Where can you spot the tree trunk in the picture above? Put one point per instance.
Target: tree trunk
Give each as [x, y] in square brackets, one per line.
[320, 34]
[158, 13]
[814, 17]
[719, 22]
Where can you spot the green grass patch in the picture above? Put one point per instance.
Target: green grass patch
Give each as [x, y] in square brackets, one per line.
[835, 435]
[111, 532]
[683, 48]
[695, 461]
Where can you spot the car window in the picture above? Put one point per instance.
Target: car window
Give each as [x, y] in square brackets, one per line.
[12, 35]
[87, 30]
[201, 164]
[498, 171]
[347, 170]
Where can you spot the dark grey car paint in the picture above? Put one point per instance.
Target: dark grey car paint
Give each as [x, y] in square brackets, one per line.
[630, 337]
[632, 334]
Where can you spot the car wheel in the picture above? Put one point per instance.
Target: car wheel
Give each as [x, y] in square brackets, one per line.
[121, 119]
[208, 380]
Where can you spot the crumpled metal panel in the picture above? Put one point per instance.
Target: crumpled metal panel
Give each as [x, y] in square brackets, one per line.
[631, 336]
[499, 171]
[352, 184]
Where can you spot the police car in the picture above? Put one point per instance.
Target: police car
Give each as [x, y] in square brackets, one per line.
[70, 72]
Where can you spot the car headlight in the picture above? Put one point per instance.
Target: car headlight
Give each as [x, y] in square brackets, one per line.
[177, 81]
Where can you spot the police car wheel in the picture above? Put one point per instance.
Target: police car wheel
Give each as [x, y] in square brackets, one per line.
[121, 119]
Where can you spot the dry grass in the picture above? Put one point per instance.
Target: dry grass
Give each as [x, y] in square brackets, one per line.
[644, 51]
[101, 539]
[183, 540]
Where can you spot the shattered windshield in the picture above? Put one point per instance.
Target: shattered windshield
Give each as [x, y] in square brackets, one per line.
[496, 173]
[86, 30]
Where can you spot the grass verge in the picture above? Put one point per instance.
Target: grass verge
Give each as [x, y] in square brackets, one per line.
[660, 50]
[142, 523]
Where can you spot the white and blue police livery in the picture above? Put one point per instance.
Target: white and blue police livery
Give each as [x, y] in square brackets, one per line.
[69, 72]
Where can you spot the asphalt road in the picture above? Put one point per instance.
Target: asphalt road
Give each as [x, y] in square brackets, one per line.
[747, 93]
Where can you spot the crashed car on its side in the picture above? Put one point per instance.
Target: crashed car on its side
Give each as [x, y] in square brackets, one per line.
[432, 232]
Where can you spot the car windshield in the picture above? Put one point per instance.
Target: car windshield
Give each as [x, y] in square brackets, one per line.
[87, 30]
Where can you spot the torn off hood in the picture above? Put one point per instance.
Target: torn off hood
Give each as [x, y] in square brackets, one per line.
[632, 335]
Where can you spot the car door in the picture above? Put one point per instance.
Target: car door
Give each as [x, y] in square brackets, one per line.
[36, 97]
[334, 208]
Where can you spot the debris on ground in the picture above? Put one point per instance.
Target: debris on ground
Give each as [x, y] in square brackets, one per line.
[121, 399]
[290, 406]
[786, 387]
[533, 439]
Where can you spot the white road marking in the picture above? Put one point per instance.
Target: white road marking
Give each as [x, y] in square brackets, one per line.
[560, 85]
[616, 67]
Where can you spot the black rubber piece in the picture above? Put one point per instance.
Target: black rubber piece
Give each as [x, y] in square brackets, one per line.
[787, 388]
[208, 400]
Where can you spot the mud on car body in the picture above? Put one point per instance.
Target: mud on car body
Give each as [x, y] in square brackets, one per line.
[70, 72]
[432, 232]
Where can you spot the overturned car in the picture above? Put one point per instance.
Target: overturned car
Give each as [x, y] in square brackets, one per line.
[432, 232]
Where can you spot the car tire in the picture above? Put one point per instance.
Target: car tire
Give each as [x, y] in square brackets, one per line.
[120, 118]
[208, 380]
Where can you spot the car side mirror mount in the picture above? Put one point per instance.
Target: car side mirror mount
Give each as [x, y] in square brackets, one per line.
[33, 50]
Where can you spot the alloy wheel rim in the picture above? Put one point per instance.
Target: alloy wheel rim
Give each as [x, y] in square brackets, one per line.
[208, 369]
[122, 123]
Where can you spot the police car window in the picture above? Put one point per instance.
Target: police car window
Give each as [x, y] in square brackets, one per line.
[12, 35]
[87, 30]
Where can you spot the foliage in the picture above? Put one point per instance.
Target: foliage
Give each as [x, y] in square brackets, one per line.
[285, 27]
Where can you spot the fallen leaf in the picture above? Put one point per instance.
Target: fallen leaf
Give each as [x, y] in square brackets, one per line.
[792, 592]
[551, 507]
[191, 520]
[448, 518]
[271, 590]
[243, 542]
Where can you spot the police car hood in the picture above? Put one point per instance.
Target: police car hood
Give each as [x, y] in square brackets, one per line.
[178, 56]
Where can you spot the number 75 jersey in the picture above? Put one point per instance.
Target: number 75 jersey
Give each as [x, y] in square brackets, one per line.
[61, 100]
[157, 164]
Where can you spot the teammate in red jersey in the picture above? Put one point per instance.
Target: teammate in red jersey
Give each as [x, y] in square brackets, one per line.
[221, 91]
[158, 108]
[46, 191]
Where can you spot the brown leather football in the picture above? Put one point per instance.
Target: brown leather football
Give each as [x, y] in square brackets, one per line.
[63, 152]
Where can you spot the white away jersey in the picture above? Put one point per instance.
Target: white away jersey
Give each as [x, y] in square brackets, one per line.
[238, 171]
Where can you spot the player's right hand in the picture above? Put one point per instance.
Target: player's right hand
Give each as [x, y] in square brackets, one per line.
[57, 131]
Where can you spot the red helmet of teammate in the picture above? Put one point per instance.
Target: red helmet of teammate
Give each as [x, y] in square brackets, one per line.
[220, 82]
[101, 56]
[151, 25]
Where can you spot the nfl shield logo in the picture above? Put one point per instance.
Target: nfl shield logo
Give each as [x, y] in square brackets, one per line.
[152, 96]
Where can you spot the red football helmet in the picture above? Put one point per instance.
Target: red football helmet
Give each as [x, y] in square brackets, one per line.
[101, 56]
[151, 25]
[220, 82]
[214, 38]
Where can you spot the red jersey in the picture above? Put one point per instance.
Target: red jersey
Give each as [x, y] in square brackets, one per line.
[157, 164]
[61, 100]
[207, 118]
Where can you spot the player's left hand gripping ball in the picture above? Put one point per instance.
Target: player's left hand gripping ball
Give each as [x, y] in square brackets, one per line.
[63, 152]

#####

## [EXERCISE AIM]
Write out every record verbatim.

## [ANSWER TO THIS PROBLEM]
Where can you spot the tree trunk in the picture above? Put one point per instance.
Target: tree trunk
Give each as [x, y] in square brackets, one per line.
[320, 34]
[158, 13]
[814, 17]
[719, 22]
Where can you spot the green grass patch in the picture above? Put one point per instance.
Target: green grass patch
Give each as [x, y] in square brackets, one per line.
[835, 435]
[111, 532]
[683, 48]
[695, 461]
Where can you spot the car window in the picture above? Put one point per instance.
Target: car window
Give each as [x, y] in square brackets, one per line.
[12, 35]
[87, 30]
[201, 164]
[498, 171]
[347, 170]
Where can you spot the dark grey car paint in the picture above? Put one point per instance.
Target: dark grey car paint
Give each as [x, y] in square brackets, one per line.
[630, 337]
[632, 334]
Where can you spot the car wheel in the picture above? Put one point per instance.
Target: car wheel
Give each as [x, y] in square brackets, one per line.
[121, 119]
[208, 380]
Where can you spot the crumpled metal panel in the picture above? Put one point per instance.
Target: crumpled metal panel
Give each as [x, y] in square brackets, one per line.
[631, 336]
[499, 171]
[352, 184]
Where can you spot the police car in the picture above? Put one point per instance.
Target: police car
Give each as [x, y] in square brackets, one per line.
[70, 72]
Where can you spot the car headlight in the picture above? Put one point per instance.
Target: car headlight
Give each as [x, y] in square brackets, one per line.
[177, 81]
Where can you spot the police car wheel in the picture above? Put one point per instance.
Target: police car wheel
Give each as [x, y] in square brackets, one per line.
[121, 119]
Where can you spot the dry grass in the picture above? Put one point per instance.
Target: dry grass
Give each as [x, y] in square brackets, one per line.
[644, 51]
[101, 539]
[183, 540]
Where can you spot the shattered windshield in the picture above? Put one point per instance.
Target: shattered windshield
Give each as [x, y] in square brackets, one per line.
[496, 173]
[86, 30]
Where can you spot the grass verge in the picture above? Put one point per instance.
Target: grass verge
Give each as [x, y] in square brackets, one per line.
[660, 50]
[142, 523]
Where can you spot the white and blue police livery in the picture above? Put one point per instance.
Target: white and blue police livery
Give each as [x, y] in square brackets, one per line.
[69, 72]
Where can you spot the asphalt road in the picture above? Put one point per instance.
Target: asphalt road
Give each as [x, y] in square brackets, one per line.
[747, 93]
Where can you spot the crashed car on its side in the picture above? Put one point per instance.
Target: crashed car on its side
Give each as [x, y] in square brackets, one per line.
[432, 232]
Where can you spot the car windshield in the picture above? Put one point per instance.
Target: car windshield
Give each as [x, y] in square brackets, one per line.
[87, 30]
Where can you spot the torn off hood in the picture above? Put one point per instance.
Target: torn off hood
Give each as [x, y] in square brackets, one per line.
[632, 335]
Where can you spot the car door in the picture above? Put one point per instance.
Target: car door
Give each as [x, y] in square brackets, one per line.
[36, 97]
[334, 208]
Where can you spot the debris on ground in the picture above? Put one point per instance.
Target: debris on ground
Give each as [x, y] in square brackets, one per line.
[121, 399]
[290, 406]
[786, 387]
[533, 439]
Where can you spot the white road marking in the picture above? Put one point per instance.
Target: white road marking
Give each as [x, y] in square brackets, one per line.
[560, 85]
[616, 67]
Where can you spot the black rubber piece in the picture above? Put one point per instance.
Target: black rubber piece
Give each as [x, y] in square brackets, one per line.
[787, 388]
[208, 400]
Where can you spot the mud on car body in the picture above? Put one point per instance.
Target: mud on car body
Give each as [x, y] in square brackets, one per line.
[70, 72]
[432, 232]
Where can you spot the overturned car in the picture above? Put one point per instance.
Target: overturned car
Give each as [x, y] in square brackets, one per line.
[432, 232]
Where can you spot the car tire in the picture above? Put one point per instance.
Target: car tire
Give each as [x, y] in square brackets, one per line.
[120, 118]
[208, 380]
Where can you spot the car side mirror mount in the picture above? Put one point per instance.
Target: car side mirror mount
Give each as [x, y] in square brackets, one per line.
[33, 50]
Where can you spot the alloy wheel rim in the picture above? Put one point per instance.
Target: alloy wheel rim
Give each as [x, y] in square brackets, one per line.
[208, 369]
[122, 123]
Where can you spot the police car window in the picture above? Put one point per instance.
Target: police car window
Give each as [x, y] in square brackets, one per line.
[12, 35]
[87, 30]
Where can you spot the foliage in the picture above? Put one point per instance.
Target: foliage
Give each as [x, y] in square brackets, one per line.
[285, 27]
Where can you spot the fallen leaf in the picture above? Put one point per instance.
Target: fallen leaf
Give each as [x, y] in square brackets, one per line.
[792, 592]
[551, 507]
[191, 520]
[448, 518]
[271, 590]
[243, 542]
Where can you spot the police car hood in the picture above? Put one point per instance.
Target: police car hood
Give each as [x, y] in square brackets, one per line.
[178, 56]
Where can you spot the number 75 jersey in the picture above? Put one point per instance.
Target: number 75 jersey
Give each as [x, y] in square brackets, one per line.
[61, 100]
[157, 164]
Where can you spot the teammate in red jersey in the picture above? Put one point per instance.
Target: teammate in red jersey
Give each as [x, y] in square brackets, one per line.
[221, 91]
[158, 108]
[46, 191]
Where can you spot the brown leather football in the picture above? Put one point per instance.
Target: brown leather football
Give each as [x, y] in square brackets, one per line.
[63, 152]
Where can you spot the white away jersey in the picture above? Put one point per instance.
Target: white away jersey
Give each as [x, y] in square brackets, one per line.
[238, 171]
Where can you spot the player's right hand in the picture above? Put one point per instance.
Target: player's right hand
Give each as [x, y] in square brackets, one per line.
[57, 131]
Where can you spot the red helmet of teammate in the picture above? Put one point per instance.
Target: red helmet of teammate
Give each as [x, y] in square brackets, one per line.
[220, 82]
[101, 56]
[151, 25]
Where can you spot the nfl shield logo in the picture above? Put one point per instance.
Target: nfl shield logo
Give each as [x, y] in square brackets, one per line.
[152, 96]
Where can you spot the red football helmet in the picture above? Put one point per instance.
Target: red football helmet
Give each as [x, y] in square brackets, one per line.
[101, 56]
[151, 25]
[220, 82]
[214, 38]
Where can you spot the red jersey in the picture above? Put one point per instance.
Target: red jersey
Give each as [x, y] in square brackets, one per line.
[157, 164]
[61, 100]
[207, 118]
Where can you spot the player's left hand gripping ball in the picture above? Put one point per instance.
Target: player's left hand gripping ball
Give each as [x, y] in square brackets, one per line.
[63, 152]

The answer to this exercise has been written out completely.